→ **Texte à lire**
Introduction
« Fragments de Géo » ou la possibilité d’un dialogue
« Fragments de Géo », qu’est-ce à dire ? L’actualité nous abreuve d’exemples montrant les connexions toujours plus nombreuses, diverses et complexes, entre des phénomènes multiples, des objets disparates et toute une variété de sujets. Des questions environnementales aux enjeux économiques, des rivalités géopolitiques aux dimensions sociétales, sociales et culturelles, des problèmes d’habitat et d’aménagement – rural et urbain – aux enjeux de flux et de circulation, les liens sont ténus et les géographes participent à rendre visible la multiplicité des connexions qui s’immiscent entre ces différents niveaux d’observation, mais aussi entre « l’observateur » et « l’observé », le géographe étant lui-même inscrit dans le monde qu’il décrit. En ce sens, il n’y a pas de géographie humaine qui serait opposée (et opposable) à une géographie physique, pas de frontières entre biogéographie, géographie urbaine, géographie rurale, géographie politique, géographie du commerce, de la santé ou des transports.
Les « fragments » que nous invoquons ici ne font référence ni à une discipline scientifique ni à une approche qui seraient « fragmentées », mais bien plutôt à une connaissance de la Terre (Gê) et du Monde qui ne serait jamais que « fragmentaire ». En effet, il n’est pas d’analyse géographique qui puisse prétendre à l’exhaustivité ou à une vision qui se voudrait globale, totale et définitive des espaces observés. Quelles que soient les approches utilisées par le chercheur – qualitatives ou quantitatives (ou les deux), observante ou participante –, l’effort de localisation, de délimitation et de mise en regard des échelles propres à notre discipline oblige toujours à rendre compte d’une densité de phénomènes en évolution permanente et à mettre au jour leurs connexions et leurs interdépendances. Cette mise en intelligence ou cette articulation d’éléments disparates et fragmentaires que suppose toujours le travail du chercheur demandent des efforts constamment renouvelés d’association, de mise en lien, de médiations et de remédiations.
Or, si l’idée d’un espace existant en soi – comme un matériau extérieur qu’il conviendrait à un géographe-observateur omniscient de révéler de manière objective et neutre – est aujourd’hui obsolète, cela ne veut pas dire pour autant qu’il n’y a plus d’horizon à atteindre pour les chercheurs. Depuis les travaux du philosophe et sociologue Henri Lefebvre (en particulier La Production de l’espace en 1974), l’approche relationnelle nous invite à concevoir l’espace comme un ensemble de relations complexes et mouvantes qu’il faut apprendre à concevoir, à imaginer, et à évaluer. Ce travail de mise en relation est non seulement permanent, mais il est également sans cesse à repenser et à réévaluer pour rendre compte au mieux des phénomènes observés et s’inscrire dans des contextes sociaux, économiques, politiques et scientifiques changeants.

→ **Données fournies**

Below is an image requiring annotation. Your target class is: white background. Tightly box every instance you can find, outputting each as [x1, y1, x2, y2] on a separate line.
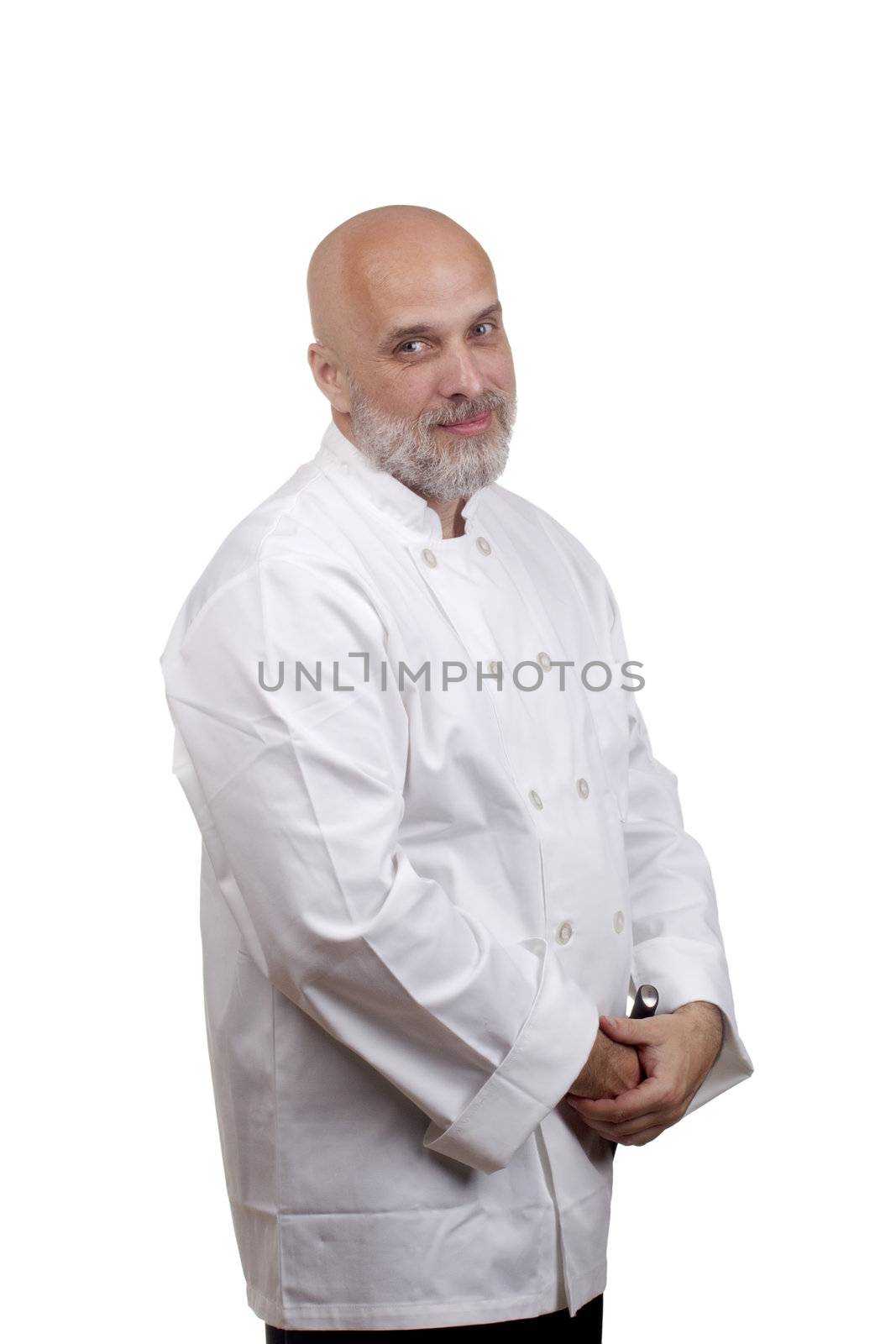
[0, 0, 896, 1344]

→ **Objectif de l'exercice**
Prolongez le texte sur la géographie comme connaissance fragmentaire en reprenant juste après sa dernière phrase.

→ **Réponse proposée**
À titre d’exemple, nous pouvons voir que l’accent posé sur les relations sociales et socio-spatiales à la fin du xxe siècle – qui a donné lieu à la prise en compte des espaces conçus, perçus et vécus, et à l’invocation des représentations pour saisir les processus territoriaux à l’œuvre – s’accompagne aujourd’hui d’une nouvelle interprétation des relations nature/culture pour comprendre les bouleversements écologiques en cours. Ainsi, les agents non humains, qui étaient au cœur de branches comme la biogéographie, la climatologie ou la géomorphologie, s’invitent à la table de la géographie humaine, politique, économique, urbaine, rurale, et de toutes les autres branches pensées comme étant plus « sociales » que « naturelles ». Inversement, la biogéographie avait quelques décennies plus tôt déjà remis en cause l’idée même de « naturel » en intégrant dans ses analyses l’anthropisation et ses dynamiques sociales, économiques et politiques. Les relations identifiées au cœur des productions d’espace continuent donc de s’enrichir et de se complexifier, et en appellent à de nouvelles collaborations au sein de notre discipline. Les clivages traditionnels entre science de la nature et sciences sociales et, pour la géographie, entre ses versants humain et physique s’estompent pour donner place à des géographies hybrides, comme le rappelait dès 2002 Sarah Whatmore (Hybrid Geographies : Natures, Cultures, Spaces).
Évidemment, un tel effort ne peut pas se limiter à une seule démarche, qu’elle soit individuelle ou collective, qui se fixerait pour objectif de formuler une vision exclusive, qu’elle soit empirique ou systémique. Le dialogue et le débat entre les différents champs et les différentes approches sont plus que jamais nécessaires pour nourrir une vision complexe et évolutive de la Terre et du Monde. Entendons-nous bien : il ne s’agit pour autant ni d’aplanir les approches épistémologiques, ni de forcer leur réconciliation, ni de considérer que toutes se valent. Dans un contexte néanmoins de tensions politiques au sein des sciences sociales, les postures des chercheurs, leurs angles d’observations et les méthodologies qu’ils et elles construisent doivent pouvoir dialoguer et débattre, quelles que soient les contradictions apparentes ou réelles des discours proposés, dans la limite de la rigueur nécessaire à toute recherche scientifique.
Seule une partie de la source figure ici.